- **Selected text**
════════════════════
Friday, April 20, 2012

Futile Battles Over Religious 'Authenticity' By Yoginder Sikand

Futile Battles Over Religious 'Authenticity'
By Yoginder Sikand
As someone who for years took an active interest in, and wrote extensively on, intra-religious polemics but has now realised the utter folly of it all, I find the ceaseless wranglings among 'believers' in each religious tradition, with each set claiming to represent the sole 'true' brand of it, to be completely futile. As far as I am concerned, such disputes are wholly insoluble and plainly pointless, and that's why I've stopped taking any interest in them at all.
Each religious tradition has been interpreted diversely by its votaries throughout history, which explains the bewildering variety of sects within each, with each claiming to represent the sole true understanding of their faith. In turn, each sect passionately denounces the rival interpretations of competing sects as 'deviant', 'false' or 'heretical' or even 'blasphemous'. In many cases, intra-sectarian rivalries have been much more fierce and bloody than inter-religious rivalries. In some religious traditions, such extreme conflict continues to rage, leading to continuing loss of life on a frightening scale. Further, enormous emotional energy and material resources of sectarian 'believers' continues to be wasted on combatting sectarian rivals and their understandings of the religion that they share in common as they continue to battle each other over who bears the mantle of being the sole true followers of their religion.
In addition to such sectarian divisions over religious authenticity, within each sect in every religious tradition, broadly defined, differences in matters of interpretation continue to abound. This makes the question of locating the sole 'true' understanding of the religion in question even more complicated--and, as far as I am concerned, a truly worthless enterprise.
Differences among votaries of a particular religion over matters of interpretation are almost inevitable once the founder of that tradition is no longer alive. As long as this person is physically available to his followers, matters in which his followers might differ among themselves, such as over the meaning of key religious texts or about beliefs, doctrines and rituals taught by the founder, are easily settled by seeking the founder's advice or obeying his commands. His word is regarded as final, and so till he is alive, conflicting interpretations of the religion he expounds do not rear their heads. But no sooner does he depart from this world than such divisions almost invariably appear. Often, though not always, they are linked to power-struggles among his followers. Each set of rivals, defined on the basis of differing understandings of the founder's words and deeds, now insists that it alone upholds and champions his religion in the right manner--in exactly the way that he conceived it. Conversely, and in order to shore up its own claim to authenticity, each such set of rivals fiercely denounces competing interpretations of the same religion as being a cruel betrayal of the words, life, mission and vision of the founder.
════════════════════
- **Available data**
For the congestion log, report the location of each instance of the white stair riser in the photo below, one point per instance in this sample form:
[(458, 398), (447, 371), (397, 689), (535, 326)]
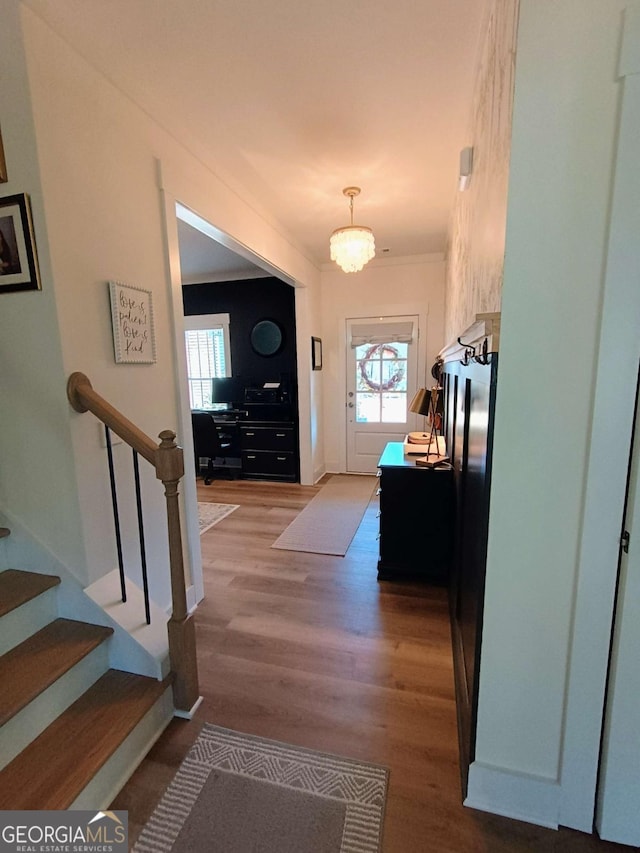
════════════════════
- **The tasks**
a. Copy the essay on religious authenticity between "Futile Battles Over Religious 'Authenticity' By" and "them at all.", inclusive, replacing "folly" with "foolishness".
b. In the essay on religious authenticity, at what point do differences over interpretation among a religion's followers become almost inevitable?
The lines have no connection to the essay.

- **Outputs**
a.
Futile Battles Over Religious 'Authenticity' By Yoginder Sikand

Futile Battles Over Religious 'Authenticity'
By Yoginder Sikand
As someone who for years took an active interest in, and wrote extensively on, intra-religious polemics but has now realised the utter foolishness of it all, I find the ceaseless wranglings among 'believers' in each religious tradition, with each set claiming to represent the sole 'true' brand of it, to be completely futile. As far as I am concerned, such disputes are wholly insoluble and plainly pointless, and that's why I've stopped taking any interest in them at all.

b. Once the founder of that tradition is no longer alive.